▶ **SET PROBLEM**
Copy out the lines below word for word, starting at the line that contains "Where can the blue" and ending at the last line, and give nothing else.
====================
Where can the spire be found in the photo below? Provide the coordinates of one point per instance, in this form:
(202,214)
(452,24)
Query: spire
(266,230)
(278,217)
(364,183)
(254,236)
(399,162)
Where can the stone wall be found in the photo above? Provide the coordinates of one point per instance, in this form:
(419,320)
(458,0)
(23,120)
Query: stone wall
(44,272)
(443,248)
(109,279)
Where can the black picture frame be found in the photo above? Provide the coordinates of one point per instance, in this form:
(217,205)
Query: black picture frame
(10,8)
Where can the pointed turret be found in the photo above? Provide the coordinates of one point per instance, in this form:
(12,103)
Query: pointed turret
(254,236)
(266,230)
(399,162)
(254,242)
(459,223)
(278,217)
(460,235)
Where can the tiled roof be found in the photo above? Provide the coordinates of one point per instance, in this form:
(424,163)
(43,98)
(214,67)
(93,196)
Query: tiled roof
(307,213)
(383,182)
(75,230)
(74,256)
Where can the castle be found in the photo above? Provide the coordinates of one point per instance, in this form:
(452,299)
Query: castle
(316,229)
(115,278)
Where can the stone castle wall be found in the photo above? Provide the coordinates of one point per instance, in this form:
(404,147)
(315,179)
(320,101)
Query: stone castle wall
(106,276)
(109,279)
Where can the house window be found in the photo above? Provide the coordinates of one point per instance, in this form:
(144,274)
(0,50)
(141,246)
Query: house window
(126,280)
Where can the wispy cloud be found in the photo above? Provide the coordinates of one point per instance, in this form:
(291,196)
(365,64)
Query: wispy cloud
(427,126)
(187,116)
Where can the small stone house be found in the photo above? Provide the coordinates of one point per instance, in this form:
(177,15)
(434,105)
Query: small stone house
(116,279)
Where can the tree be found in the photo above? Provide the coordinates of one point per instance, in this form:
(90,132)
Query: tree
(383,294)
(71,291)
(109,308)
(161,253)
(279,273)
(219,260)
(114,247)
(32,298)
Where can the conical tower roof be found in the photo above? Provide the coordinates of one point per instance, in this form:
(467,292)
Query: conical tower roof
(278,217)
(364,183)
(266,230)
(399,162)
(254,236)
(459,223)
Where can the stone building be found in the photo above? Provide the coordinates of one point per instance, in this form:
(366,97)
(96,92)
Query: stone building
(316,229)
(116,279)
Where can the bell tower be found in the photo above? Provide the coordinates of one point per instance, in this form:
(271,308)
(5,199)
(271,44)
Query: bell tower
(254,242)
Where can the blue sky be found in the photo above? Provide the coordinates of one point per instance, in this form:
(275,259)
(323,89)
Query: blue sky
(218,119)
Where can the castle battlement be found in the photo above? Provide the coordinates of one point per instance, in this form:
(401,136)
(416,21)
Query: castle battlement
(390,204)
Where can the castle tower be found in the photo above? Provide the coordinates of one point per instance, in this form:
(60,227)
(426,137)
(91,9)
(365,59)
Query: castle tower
====================
▶ **FULL RESPONSE**
Where can the blue sky be found in the photo above? Provide the coordinates of one point per instance, in this form:
(275,259)
(323,89)
Query: blue sky
(218,119)
Where can the castle battlement be found in the photo above? Provide the coordinates of one point per instance, in this form:
(401,136)
(416,21)
Query: castle battlement
(390,204)
Where can the castle tower be found in the photo above? Provide the coordinates of one point per instance, in this form:
(60,227)
(426,137)
(91,9)
(365,59)
Query: castle tower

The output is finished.